DATA PROVIDED:
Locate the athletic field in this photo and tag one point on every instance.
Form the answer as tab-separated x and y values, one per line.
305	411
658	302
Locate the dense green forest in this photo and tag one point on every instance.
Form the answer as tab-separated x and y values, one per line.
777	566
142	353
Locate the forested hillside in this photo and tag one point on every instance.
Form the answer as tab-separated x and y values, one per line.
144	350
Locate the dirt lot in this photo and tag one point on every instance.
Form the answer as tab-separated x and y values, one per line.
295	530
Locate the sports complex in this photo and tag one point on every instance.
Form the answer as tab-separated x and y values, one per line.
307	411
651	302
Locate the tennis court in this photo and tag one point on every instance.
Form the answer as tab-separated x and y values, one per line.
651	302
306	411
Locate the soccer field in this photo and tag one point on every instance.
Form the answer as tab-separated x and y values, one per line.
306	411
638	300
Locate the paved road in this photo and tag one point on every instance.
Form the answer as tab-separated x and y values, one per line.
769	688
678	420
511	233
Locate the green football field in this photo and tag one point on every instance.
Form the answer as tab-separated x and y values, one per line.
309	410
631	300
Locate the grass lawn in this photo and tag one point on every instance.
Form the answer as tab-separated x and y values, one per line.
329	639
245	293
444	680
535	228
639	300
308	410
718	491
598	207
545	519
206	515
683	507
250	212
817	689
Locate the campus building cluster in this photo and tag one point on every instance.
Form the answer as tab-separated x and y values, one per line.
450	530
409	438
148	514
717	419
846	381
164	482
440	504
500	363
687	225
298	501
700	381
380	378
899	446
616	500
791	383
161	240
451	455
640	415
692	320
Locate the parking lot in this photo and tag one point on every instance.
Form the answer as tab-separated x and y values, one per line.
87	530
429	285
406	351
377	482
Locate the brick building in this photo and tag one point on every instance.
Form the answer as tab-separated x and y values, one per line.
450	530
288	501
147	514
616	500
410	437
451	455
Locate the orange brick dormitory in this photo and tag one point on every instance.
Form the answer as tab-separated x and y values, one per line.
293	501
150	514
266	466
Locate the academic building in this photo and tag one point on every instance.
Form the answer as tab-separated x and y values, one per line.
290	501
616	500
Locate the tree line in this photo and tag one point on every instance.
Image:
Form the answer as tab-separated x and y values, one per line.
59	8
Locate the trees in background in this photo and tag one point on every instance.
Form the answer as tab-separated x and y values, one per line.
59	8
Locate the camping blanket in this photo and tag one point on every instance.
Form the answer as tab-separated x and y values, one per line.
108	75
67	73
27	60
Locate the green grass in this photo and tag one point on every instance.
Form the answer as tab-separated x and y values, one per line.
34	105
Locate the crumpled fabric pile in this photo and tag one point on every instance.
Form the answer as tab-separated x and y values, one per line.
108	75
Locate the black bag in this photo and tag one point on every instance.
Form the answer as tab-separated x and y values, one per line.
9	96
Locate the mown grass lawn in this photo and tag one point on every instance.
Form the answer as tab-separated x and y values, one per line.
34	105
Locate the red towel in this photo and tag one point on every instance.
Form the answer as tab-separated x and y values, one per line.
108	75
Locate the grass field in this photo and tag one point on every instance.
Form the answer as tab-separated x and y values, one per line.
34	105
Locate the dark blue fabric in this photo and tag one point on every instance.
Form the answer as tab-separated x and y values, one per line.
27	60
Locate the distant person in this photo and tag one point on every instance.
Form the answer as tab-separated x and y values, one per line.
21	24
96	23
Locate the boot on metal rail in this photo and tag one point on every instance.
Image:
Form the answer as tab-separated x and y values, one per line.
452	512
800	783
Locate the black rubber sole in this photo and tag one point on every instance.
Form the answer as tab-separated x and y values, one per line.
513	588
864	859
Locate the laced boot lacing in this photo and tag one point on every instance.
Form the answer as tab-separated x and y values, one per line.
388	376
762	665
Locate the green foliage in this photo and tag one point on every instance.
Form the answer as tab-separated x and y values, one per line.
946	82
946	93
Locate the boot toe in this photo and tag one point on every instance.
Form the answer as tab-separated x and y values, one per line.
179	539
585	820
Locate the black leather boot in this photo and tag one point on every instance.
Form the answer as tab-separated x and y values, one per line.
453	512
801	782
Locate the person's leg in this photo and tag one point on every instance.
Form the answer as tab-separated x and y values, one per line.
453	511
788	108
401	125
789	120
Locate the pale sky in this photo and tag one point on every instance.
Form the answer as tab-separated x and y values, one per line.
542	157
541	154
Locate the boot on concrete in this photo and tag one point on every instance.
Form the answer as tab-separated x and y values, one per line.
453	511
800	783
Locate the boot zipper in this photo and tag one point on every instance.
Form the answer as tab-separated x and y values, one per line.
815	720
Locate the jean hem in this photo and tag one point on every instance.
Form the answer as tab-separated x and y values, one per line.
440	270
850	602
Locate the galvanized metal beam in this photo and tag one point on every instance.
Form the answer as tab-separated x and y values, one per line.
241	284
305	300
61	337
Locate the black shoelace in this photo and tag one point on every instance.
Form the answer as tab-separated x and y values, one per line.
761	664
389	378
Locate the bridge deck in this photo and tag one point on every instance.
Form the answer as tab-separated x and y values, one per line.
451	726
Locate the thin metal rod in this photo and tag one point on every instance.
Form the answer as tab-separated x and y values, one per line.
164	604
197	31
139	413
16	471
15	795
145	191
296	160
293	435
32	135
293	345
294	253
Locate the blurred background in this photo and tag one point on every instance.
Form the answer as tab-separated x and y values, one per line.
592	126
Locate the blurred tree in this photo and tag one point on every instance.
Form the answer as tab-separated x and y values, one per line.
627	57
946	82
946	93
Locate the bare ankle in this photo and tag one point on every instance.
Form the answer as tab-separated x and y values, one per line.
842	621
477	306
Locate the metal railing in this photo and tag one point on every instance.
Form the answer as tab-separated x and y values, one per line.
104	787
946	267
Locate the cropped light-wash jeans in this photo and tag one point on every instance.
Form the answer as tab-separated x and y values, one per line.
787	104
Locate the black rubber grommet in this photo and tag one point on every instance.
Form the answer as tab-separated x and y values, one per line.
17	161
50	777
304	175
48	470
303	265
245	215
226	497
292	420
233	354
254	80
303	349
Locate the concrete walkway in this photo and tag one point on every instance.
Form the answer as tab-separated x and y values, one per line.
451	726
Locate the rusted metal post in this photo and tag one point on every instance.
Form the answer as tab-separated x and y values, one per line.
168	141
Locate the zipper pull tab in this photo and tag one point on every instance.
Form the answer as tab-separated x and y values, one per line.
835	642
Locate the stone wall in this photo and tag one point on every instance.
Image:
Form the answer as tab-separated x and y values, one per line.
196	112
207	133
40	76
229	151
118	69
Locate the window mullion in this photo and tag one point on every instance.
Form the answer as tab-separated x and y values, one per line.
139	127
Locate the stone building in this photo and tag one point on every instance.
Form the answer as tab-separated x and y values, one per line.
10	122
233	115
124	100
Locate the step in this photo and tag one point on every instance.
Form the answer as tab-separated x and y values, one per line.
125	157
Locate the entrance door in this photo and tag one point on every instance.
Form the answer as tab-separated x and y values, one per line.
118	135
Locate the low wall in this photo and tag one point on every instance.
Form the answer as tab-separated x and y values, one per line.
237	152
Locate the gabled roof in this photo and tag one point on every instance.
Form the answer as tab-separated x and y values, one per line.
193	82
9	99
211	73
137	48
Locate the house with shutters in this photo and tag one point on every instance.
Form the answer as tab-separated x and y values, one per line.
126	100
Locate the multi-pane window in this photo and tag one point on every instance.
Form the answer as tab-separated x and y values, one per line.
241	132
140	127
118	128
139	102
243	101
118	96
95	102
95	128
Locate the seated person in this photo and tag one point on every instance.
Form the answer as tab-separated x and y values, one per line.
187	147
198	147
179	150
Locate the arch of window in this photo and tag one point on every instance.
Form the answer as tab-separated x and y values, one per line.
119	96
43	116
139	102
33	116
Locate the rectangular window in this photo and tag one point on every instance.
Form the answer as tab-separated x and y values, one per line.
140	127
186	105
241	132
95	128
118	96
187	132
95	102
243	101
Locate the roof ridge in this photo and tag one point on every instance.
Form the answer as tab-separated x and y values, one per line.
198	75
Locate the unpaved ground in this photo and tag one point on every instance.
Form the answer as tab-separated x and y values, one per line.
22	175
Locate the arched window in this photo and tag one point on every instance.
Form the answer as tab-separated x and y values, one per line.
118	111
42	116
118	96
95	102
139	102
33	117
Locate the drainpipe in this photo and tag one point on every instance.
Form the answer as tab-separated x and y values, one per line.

JOB: Can you output, word for word, the lines from the one containing "Locate the drainpipe" through the last line of the records, including both?

RESULT FOR THIS TASK:
Locate the drainpipe in this photo and tag one point on every instance.
Form the answer as tab-separated x and y values, one per line.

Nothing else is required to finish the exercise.